Exercise brief: Retype the lines verbatim, beginning at the line that contains "Where can the game" and stopping after the line that contains "pixel 62 510", with both of those lines included.

──────── Record extracts ────────

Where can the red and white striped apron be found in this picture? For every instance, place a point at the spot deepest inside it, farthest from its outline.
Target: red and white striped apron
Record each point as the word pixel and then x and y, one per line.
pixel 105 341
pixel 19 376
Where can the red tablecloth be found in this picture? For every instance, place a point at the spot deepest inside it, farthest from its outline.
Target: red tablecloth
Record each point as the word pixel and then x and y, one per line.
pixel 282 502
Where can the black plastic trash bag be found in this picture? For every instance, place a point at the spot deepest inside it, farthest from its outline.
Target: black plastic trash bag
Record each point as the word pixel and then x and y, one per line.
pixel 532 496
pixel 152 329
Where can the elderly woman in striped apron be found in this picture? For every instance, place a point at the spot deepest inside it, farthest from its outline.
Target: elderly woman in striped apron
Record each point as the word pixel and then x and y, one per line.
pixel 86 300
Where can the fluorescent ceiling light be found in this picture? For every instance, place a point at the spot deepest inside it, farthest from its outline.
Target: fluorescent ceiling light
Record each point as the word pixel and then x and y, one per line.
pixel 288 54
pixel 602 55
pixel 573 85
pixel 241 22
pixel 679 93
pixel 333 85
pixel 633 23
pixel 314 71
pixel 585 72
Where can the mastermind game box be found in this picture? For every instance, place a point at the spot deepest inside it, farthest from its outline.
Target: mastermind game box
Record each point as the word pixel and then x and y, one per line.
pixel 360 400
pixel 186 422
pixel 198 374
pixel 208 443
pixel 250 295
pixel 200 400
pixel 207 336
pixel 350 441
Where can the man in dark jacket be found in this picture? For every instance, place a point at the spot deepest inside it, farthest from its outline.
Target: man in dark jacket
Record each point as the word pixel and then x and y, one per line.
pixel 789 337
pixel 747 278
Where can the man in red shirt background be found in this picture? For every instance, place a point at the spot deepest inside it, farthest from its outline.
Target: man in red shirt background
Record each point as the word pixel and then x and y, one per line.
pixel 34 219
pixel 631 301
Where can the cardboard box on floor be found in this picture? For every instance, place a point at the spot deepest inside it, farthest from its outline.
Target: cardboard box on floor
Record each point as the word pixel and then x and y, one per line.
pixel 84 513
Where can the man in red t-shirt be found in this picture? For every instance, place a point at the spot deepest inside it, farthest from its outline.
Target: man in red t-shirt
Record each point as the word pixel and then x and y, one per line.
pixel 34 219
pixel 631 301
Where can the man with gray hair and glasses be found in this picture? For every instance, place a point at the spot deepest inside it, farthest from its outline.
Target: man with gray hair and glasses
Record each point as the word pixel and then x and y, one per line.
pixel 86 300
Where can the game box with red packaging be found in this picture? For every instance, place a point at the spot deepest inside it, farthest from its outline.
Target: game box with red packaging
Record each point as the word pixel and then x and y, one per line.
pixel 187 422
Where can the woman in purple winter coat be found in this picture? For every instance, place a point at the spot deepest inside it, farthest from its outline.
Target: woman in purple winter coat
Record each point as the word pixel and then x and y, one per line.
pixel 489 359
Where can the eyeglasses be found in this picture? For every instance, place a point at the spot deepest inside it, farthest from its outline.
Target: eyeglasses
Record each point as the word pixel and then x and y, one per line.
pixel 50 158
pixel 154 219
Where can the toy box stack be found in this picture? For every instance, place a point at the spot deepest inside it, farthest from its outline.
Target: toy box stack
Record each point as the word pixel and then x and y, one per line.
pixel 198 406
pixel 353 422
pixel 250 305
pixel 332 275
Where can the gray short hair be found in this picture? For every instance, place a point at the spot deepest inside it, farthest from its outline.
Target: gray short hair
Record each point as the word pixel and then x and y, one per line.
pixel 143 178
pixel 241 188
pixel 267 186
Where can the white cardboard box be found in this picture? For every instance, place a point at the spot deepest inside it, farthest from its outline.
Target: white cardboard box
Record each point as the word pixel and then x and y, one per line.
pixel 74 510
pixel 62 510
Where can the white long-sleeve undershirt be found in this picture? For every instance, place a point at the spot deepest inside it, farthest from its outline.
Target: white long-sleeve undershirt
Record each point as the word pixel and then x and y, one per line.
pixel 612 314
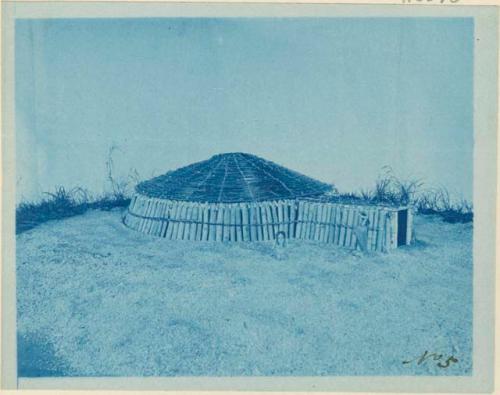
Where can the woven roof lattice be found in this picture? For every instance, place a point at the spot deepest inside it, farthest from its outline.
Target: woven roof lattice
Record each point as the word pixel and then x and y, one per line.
pixel 232 178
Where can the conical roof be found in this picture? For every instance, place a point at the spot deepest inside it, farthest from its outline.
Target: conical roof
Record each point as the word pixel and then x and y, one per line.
pixel 232 178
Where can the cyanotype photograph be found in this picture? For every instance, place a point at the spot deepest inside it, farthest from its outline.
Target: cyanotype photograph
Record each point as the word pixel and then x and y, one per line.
pixel 244 197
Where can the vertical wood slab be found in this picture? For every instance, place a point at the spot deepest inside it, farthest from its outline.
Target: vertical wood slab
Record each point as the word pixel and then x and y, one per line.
pixel 300 216
pixel 265 229
pixel 286 218
pixel 239 221
pixel 206 221
pixel 233 222
pixel 409 228
pixel 253 221
pixel 218 221
pixel 227 223
pixel 280 214
pixel 246 222
pixel 170 227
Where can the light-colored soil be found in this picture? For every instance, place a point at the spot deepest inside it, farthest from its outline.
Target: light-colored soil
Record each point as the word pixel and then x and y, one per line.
pixel 98 299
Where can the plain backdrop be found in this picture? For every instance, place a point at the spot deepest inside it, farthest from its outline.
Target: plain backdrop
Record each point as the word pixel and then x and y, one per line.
pixel 334 98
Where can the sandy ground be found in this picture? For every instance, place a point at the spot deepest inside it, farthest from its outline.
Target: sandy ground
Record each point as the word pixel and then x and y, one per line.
pixel 98 299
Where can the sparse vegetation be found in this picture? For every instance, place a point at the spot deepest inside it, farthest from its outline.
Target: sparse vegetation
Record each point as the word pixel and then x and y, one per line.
pixel 392 191
pixel 63 204
pixel 388 190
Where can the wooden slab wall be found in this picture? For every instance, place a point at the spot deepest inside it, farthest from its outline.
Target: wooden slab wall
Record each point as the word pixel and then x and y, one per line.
pixel 323 222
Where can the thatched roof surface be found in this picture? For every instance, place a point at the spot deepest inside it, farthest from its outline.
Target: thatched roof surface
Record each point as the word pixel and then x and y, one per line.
pixel 232 178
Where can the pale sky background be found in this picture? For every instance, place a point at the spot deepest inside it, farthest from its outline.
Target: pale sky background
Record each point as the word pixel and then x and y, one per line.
pixel 334 98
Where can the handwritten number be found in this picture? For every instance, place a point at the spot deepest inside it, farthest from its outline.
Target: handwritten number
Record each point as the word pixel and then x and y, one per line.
pixel 448 361
pixel 433 356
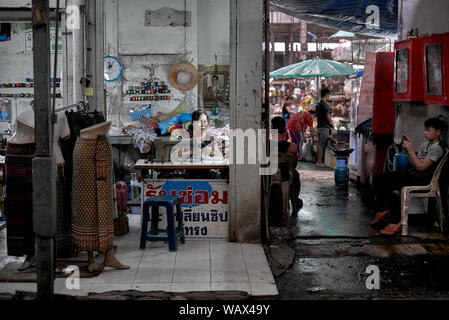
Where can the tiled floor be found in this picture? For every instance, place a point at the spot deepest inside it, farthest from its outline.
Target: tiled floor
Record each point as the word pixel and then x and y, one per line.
pixel 196 266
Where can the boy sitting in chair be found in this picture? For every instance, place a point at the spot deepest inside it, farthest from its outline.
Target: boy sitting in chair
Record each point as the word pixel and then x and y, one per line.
pixel 422 168
pixel 287 161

────────

Answer for the task:
Where can the game box with red packaging be found in this picture? For every instance, place a point at the spot deepest inside it, farthest from its outline.
Target: game box with red packaging
Record each point as the word pixel and then x and y, one per line.
pixel 187 422
Where can the woman in purple winter coat be found in this picture? For every instance, place a point at the spot deepest inside it, farthest from its outline.
Target: woman in purple winter coat
Record each point as the word pixel and then x and y, one per line.
pixel 489 359
Where can the eyeglasses be found in this picture? For every instance, place a point at the spot deepest inside it, farthest from its outline.
Target: eyeglasses
Record each point as the word pixel and then x and y, one per line.
pixel 50 158
pixel 154 219
Where can the toy box stack be found in this picture? For every instance, place a point at the spot deepest inside it, farthest from its outline.
Target: toy box stack
Record each point as the word pixel and then x and y, one per line.
pixel 198 406
pixel 353 422
pixel 250 305
pixel 332 275
Where can the gray short hair be found in this picture? For every instance, place a point at the spot deepest inside it, farthest from its outline.
Target: gray short hair
Record each point as the word pixel and then x and y, one per line.
pixel 143 178
pixel 241 188
pixel 267 186
Where can the white cardboard box be found in this picture? For every instance, place a point at the spot deepest inside it, farthest from its outline.
Target: white cardboard box
Record each point as the word pixel and then x and y, one per line.
pixel 74 510
pixel 62 510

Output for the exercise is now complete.